> **Given passage**
The more-important-to-less-important organizational pattern recognizes that readers often want the bottom line—the most-important information—first. For example, in an accident report, you describe the three most important factors that led to the accident before describing the less-important factors. In a feasibility study about building a facility, you present the major reasons that the proposed site is appropriate, then the minor reasons. In a proposal to design a new microchip, you describe the major applications for the new chip, then the minor applications.

For most documents, this pattern works well because readers want to get to the bottom line as soon as possible. For some documents, however, other patterns work better. People who write for readers outside their own company often reverse the more-important-to-less-important pattern because they want to make sure their audience reads the whole discussion. This reversed pattern is also popular with writers who are delivering bad news. For instance, if you want to justify recommending that your organization not go ahead with a popular plan, the reverse sequence lets you explain the problems with the popular plan before you present the plan you recommend. Otherwise, readers might start to formulate objections before you have had a chance to explain your position.

Organizing Information from More Important to Less Important


These three suggestions can help you write a passage organized from more important to less important.

> **Raw data**
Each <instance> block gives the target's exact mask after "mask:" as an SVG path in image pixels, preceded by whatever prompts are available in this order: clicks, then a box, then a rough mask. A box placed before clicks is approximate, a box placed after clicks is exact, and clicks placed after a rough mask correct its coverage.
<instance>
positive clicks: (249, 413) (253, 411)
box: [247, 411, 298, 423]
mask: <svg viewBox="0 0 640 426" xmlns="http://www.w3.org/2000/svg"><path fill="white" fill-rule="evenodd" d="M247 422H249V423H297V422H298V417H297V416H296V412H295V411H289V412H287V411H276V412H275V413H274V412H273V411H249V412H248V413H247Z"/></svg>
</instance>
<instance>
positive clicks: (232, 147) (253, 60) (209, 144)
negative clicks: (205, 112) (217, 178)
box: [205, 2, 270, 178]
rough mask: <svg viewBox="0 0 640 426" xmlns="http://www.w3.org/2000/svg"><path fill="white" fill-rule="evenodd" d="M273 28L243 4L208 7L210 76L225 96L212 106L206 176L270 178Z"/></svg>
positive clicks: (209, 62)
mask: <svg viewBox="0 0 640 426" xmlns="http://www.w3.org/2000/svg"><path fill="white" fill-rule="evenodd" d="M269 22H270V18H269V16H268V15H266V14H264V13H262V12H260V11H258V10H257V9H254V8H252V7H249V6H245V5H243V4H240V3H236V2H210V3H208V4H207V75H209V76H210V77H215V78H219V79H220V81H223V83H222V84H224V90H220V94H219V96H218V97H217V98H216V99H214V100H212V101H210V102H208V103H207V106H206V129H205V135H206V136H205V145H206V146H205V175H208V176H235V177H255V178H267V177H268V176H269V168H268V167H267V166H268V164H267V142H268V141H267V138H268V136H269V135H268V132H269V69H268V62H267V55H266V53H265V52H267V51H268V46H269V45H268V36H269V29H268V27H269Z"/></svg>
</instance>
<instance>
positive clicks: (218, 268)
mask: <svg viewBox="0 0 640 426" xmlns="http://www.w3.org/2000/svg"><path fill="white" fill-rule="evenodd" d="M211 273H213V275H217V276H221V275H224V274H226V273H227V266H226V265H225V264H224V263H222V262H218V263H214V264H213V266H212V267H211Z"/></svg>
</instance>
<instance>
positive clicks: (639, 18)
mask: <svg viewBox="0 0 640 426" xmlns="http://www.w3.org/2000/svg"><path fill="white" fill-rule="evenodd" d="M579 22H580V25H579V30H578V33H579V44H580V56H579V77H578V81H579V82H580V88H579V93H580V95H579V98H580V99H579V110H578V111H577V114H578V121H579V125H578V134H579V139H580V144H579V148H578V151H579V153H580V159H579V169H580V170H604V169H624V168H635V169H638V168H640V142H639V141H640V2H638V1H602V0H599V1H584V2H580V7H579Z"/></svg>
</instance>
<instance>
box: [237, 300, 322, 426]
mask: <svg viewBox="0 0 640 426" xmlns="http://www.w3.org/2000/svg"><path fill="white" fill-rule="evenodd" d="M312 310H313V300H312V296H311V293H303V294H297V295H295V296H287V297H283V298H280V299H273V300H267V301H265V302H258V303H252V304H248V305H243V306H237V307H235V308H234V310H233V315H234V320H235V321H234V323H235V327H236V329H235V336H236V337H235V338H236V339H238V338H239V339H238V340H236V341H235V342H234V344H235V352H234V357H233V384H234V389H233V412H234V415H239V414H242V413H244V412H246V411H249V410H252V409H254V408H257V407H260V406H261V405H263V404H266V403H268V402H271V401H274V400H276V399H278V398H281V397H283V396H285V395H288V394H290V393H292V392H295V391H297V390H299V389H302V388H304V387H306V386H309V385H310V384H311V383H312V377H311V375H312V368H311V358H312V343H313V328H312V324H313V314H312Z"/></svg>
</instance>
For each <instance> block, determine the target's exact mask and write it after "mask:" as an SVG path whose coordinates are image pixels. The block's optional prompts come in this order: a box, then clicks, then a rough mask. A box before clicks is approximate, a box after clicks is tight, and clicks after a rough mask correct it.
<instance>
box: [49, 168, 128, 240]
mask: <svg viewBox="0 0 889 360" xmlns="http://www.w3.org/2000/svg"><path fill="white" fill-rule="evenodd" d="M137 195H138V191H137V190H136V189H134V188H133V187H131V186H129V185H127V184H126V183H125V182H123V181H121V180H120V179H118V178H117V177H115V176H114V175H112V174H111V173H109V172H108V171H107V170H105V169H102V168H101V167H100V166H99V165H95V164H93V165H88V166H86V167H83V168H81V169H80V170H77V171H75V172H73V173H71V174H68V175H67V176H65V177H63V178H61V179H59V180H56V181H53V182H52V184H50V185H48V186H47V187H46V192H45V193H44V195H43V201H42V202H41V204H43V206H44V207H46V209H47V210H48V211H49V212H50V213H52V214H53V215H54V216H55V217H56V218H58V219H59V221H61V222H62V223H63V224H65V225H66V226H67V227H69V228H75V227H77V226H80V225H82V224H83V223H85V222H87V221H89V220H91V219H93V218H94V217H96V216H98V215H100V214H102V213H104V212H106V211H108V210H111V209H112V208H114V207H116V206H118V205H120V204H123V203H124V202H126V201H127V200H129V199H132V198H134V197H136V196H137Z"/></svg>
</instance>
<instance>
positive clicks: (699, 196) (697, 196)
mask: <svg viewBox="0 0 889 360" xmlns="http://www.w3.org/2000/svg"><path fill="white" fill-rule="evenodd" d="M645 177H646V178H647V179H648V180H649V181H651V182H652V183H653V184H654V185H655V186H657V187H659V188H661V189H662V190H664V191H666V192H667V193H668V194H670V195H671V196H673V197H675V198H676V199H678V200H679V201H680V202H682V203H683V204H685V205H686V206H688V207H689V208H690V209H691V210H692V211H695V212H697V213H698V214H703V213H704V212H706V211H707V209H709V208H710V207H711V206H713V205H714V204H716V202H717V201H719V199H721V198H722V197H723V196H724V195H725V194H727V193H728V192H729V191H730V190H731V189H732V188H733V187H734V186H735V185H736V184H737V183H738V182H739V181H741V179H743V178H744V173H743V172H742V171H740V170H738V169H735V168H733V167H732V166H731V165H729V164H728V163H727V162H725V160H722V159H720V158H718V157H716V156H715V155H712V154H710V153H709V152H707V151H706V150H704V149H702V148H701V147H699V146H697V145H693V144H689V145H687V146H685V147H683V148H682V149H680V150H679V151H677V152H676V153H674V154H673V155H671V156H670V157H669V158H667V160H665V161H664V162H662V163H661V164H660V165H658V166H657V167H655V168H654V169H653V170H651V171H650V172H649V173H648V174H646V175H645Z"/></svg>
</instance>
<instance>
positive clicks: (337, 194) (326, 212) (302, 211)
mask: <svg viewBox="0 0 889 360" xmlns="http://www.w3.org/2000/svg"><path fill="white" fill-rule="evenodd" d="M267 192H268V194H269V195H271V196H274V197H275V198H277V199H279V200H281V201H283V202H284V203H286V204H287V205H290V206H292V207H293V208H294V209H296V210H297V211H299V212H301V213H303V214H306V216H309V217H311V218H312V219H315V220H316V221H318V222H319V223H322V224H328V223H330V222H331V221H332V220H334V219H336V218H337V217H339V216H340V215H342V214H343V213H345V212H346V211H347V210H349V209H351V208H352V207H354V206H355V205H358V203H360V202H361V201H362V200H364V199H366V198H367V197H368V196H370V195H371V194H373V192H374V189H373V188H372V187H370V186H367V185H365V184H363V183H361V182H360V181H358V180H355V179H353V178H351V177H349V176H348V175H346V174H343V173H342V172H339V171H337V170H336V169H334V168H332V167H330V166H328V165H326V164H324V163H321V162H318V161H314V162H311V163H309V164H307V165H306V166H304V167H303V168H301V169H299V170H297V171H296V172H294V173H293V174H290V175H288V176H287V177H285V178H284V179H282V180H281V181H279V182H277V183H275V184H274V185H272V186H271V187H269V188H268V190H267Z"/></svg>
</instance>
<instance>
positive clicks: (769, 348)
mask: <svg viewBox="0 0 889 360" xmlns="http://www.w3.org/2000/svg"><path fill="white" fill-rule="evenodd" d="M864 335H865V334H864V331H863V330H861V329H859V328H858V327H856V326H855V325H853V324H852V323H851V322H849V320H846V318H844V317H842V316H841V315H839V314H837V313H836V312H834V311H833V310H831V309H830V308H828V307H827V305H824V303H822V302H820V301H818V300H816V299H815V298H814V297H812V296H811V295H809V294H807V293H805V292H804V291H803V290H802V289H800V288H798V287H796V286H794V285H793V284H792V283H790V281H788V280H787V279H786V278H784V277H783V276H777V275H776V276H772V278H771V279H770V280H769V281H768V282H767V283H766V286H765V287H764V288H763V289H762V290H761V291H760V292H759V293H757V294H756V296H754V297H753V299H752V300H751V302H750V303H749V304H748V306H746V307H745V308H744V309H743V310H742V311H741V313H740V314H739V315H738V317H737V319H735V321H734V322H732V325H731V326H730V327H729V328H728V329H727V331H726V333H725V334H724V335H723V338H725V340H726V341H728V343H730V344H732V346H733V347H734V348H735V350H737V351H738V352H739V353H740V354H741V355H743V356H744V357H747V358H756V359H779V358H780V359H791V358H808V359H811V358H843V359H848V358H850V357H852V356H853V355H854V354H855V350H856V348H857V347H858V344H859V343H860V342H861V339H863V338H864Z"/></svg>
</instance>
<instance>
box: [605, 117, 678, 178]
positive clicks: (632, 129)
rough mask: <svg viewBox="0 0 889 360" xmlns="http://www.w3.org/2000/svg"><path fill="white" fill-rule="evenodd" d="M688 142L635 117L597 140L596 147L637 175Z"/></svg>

> **Problem to solve**
Copy the passage on ordering information from more important to less important, word for word and in full.

> **Response below**
The more-important-to-less-important organizational pattern recognizes that readers often want the bottom line—the most-important information—first. For example, in an accident report, you describe the three most important factors that led to the accident before describing the less-important factors. In a feasibility study about building a facility, you present the major reasons that the proposed site is appropriate, then the minor reasons. In a proposal to design a new microchip, you describe the major applications for the new chip, then the minor applications.

For most documents, this pattern works well because readers want to get to the bottom line as soon as possible. For some documents, however, other patterns work better. People who write for readers outside their own company often reverse the more-important-to-less-important pattern because they want to make sure their audience reads the whole discussion. This reversed pattern is also popular with writers who are delivering bad news. For instance, if you want to justify recommending that your organization not go ahead with a popular plan, the reverse sequence lets you explain the problems with the popular plan before you present the plan you recommend. Otherwise, readers might start to formulate objections before you have had a chance to explain your position.

Organizing Information from More Important to Less Important


These three suggestions can help you write a passage organized from more important to less important.